THE TASK: Beginning at the line that contains "Q: Find one point on every instance of the round", reproduce every line to the end of the material without changing any of them.

[Point annotation records]
------------------------

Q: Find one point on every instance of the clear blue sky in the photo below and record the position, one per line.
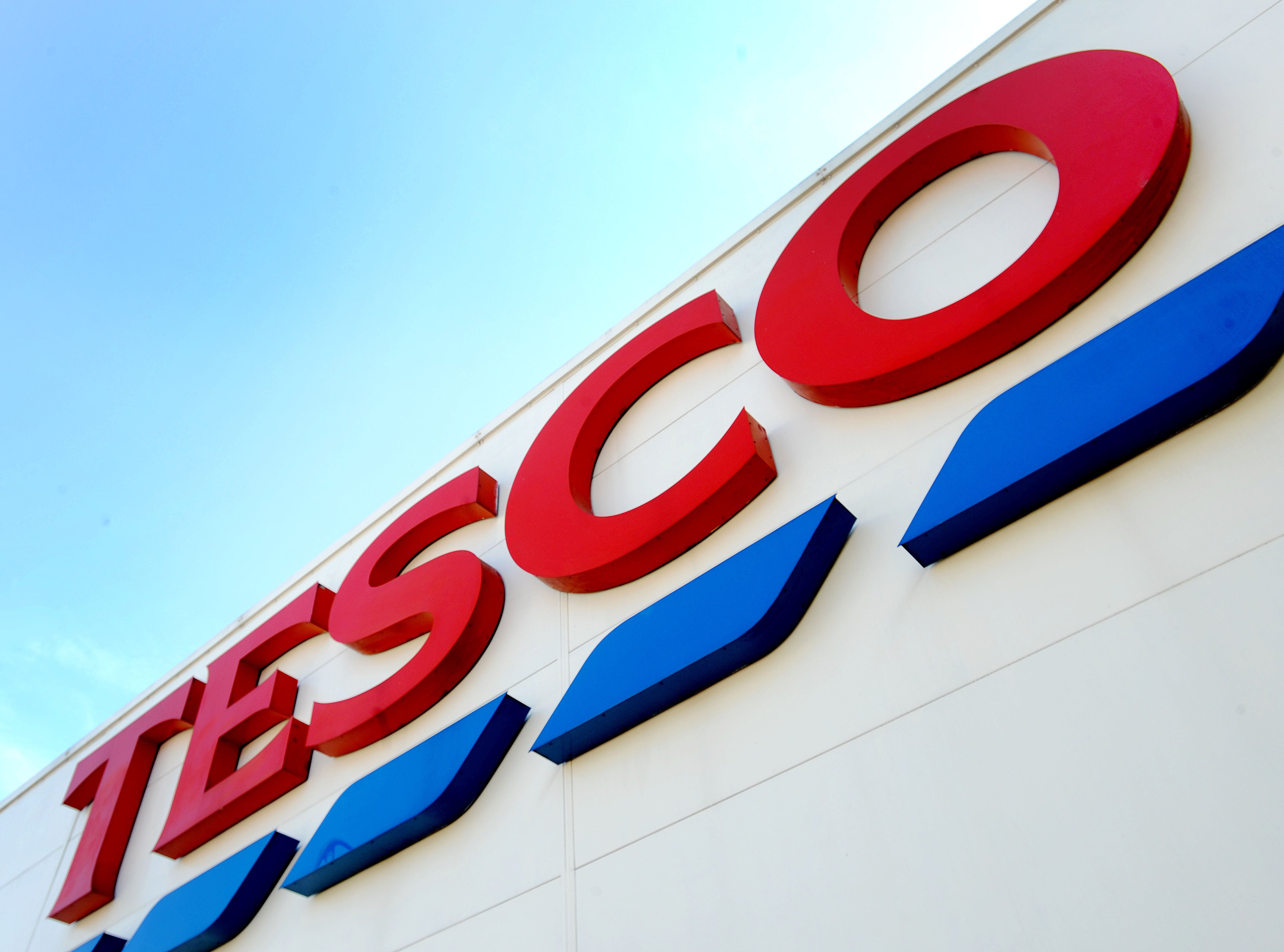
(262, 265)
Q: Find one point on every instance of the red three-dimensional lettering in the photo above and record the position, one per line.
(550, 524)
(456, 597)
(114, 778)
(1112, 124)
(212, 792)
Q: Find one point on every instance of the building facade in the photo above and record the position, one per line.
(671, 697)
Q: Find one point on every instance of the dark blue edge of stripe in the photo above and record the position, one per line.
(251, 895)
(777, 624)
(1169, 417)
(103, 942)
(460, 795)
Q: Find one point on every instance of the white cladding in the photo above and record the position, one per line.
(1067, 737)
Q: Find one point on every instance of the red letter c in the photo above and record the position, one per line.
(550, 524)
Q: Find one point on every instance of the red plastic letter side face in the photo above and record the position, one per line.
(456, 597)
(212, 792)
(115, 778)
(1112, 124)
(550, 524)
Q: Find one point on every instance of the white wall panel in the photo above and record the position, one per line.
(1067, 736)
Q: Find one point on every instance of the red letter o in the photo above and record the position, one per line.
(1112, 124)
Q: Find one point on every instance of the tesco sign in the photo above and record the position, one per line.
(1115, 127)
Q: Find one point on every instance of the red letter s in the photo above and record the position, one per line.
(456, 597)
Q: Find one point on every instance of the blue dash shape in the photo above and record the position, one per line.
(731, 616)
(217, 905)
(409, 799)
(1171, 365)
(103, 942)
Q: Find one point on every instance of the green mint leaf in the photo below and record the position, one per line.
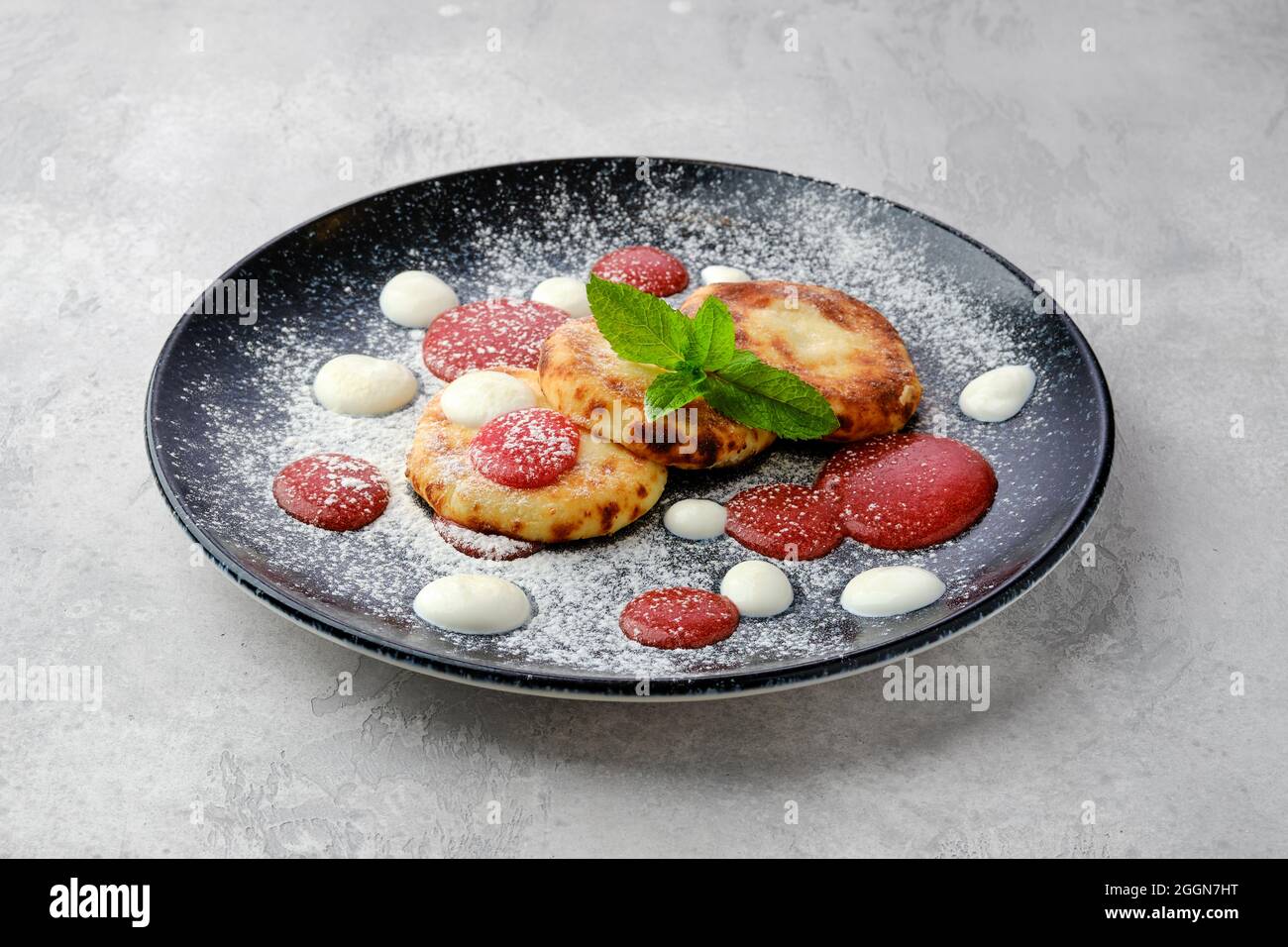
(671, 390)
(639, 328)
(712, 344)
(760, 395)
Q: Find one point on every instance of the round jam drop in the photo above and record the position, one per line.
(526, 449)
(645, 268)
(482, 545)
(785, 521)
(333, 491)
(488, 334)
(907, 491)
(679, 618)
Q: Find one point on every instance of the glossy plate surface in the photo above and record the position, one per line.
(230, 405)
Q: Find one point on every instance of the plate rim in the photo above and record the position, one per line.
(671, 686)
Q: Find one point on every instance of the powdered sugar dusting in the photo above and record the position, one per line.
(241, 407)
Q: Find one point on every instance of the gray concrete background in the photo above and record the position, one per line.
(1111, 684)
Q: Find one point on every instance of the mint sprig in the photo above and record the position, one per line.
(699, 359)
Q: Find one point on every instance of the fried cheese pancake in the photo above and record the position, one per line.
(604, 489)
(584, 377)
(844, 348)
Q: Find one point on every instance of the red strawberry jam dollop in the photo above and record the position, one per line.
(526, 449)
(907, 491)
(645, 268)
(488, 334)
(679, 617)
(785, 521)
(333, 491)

------------------------

FINAL RESULT:
Q: Find one point on every instance of the round jam drop in the photo above and record the position, one per line.
(526, 449)
(645, 268)
(482, 545)
(785, 521)
(333, 491)
(488, 334)
(907, 491)
(679, 618)
Q: Find one point on every instance of the glossy plate surface in the photo above and record the position, one per line.
(230, 405)
Q: Find one point on every instance of the plate rim in the photo above and record the position, one per line.
(671, 686)
Q: Find one point on every instance of the powdered sugar dusting in the photo above and record the position, one per line.
(241, 407)
Q: Find one point on every instance of the gray concrete background in the photo above and record the position, one per line.
(1111, 684)
Q: Find one point on every instance of the mint sprig in the photo above and record the position, one per line.
(699, 359)
Q: Find one point on every instance of the fried cheese pancake in the photo above and record the position, one per line.
(604, 489)
(584, 377)
(844, 348)
Q: Find one point on every instance of the red strawberry jam dollop in the photo above and record the position, one per line.
(526, 449)
(907, 491)
(645, 268)
(488, 334)
(679, 617)
(785, 521)
(333, 491)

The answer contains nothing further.